[Exercise inputs start]

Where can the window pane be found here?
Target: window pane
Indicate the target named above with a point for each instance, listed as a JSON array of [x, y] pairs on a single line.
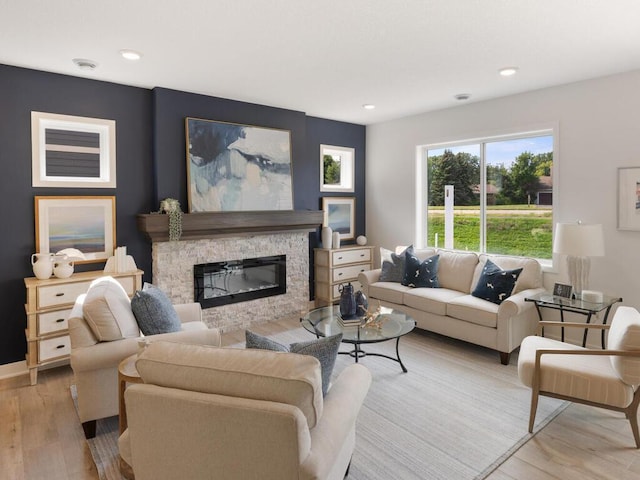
[[458, 167], [519, 197]]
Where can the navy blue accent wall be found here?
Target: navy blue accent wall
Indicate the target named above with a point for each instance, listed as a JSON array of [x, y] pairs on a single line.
[[151, 165]]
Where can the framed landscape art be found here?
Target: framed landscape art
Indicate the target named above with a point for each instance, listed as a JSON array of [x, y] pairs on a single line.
[[340, 215], [85, 223], [234, 167]]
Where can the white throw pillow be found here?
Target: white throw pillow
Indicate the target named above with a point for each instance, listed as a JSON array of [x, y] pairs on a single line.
[[107, 311]]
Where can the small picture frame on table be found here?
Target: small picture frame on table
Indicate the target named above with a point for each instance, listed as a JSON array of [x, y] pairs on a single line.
[[562, 290]]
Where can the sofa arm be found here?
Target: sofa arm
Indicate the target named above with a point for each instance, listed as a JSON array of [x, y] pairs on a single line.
[[189, 312], [368, 277], [516, 304], [341, 407]]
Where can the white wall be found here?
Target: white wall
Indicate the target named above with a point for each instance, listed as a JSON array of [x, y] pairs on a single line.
[[599, 131]]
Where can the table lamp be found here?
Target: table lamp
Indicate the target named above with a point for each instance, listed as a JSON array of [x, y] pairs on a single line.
[[579, 241]]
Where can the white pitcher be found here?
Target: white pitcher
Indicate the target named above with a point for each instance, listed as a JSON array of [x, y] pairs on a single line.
[[42, 265]]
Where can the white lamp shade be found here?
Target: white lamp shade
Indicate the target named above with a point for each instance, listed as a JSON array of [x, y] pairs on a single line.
[[579, 239]]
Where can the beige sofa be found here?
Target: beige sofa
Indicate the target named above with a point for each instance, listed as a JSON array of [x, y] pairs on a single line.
[[241, 414], [451, 310], [95, 363]]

[Exercise inputs end]

# The task
Copy all of the records above word for word, and leave the pictures out of your copy.

# Worked solution
Where can the window pane be found here?
Target: window pane
Indicate the target named above with a point for each instance, listed as a JSON array of [x, y] pairs on a single line.
[[458, 167], [519, 197]]
Where can the navy blue accent wall be found here?
Target: navy blue accent wall
Indicate the target named above with a point for each instance, listed as a JSON array of [x, y] pairs on a single line.
[[151, 165]]
Where can the framed landscape art be found here?
Target: framed landscape art
Indicate the target named above with a point for each instance, listed as a JSON array of [x, y] pairs on a single line.
[[340, 215], [85, 223], [234, 167]]
Where can the white throw pillow be found here?
Target: white throw pillow
Indicate the target named above with a point for each instance, listed as a JSON array of [x, y] pairs on a single line.
[[107, 311]]
Where can the small picture frame on table be found here?
Target: small picture frame on table
Indicate the target named above with a point for each instance, listed as a JSON array of [x, y] pairs on a single line.
[[562, 290]]
Where can the sofa arm be found here?
Target: sofa arm
Indicate the target named above with a point for each instance, listed as a JSON array of [x, y] pairs on a single line.
[[189, 312], [368, 277], [516, 304], [341, 407]]
Where can the white wall be found here?
Target: white wall
Indicate the target named above with a point for each instance, listed as a JSON array of [x, y] pairs on a single line.
[[599, 131]]
Where can the table lamp be found here?
Target: table lamp
Indicate the target named above with a point for each instance, listed as a JSON array of [x, y] pairs on a single line.
[[579, 241]]
Where can the white pitcher be found here?
Target: white pitcher
Indicate the target named above with a point for each instance, listed as a JSON array of [x, y] pairs on a single line.
[[42, 265]]
Where can the white lamp shade be found here?
Target: white lamp shade
Indicate the target named above with a point for each instance, listed as a JSON array of [x, y] pairs on a single line.
[[579, 239]]
Where can the beige sofa be found here?
Target: beige sofa
Indicate the target named above with a point for each instance, listed as a JSON array of [x, y] pairs on a single line.
[[241, 414], [451, 310], [95, 363]]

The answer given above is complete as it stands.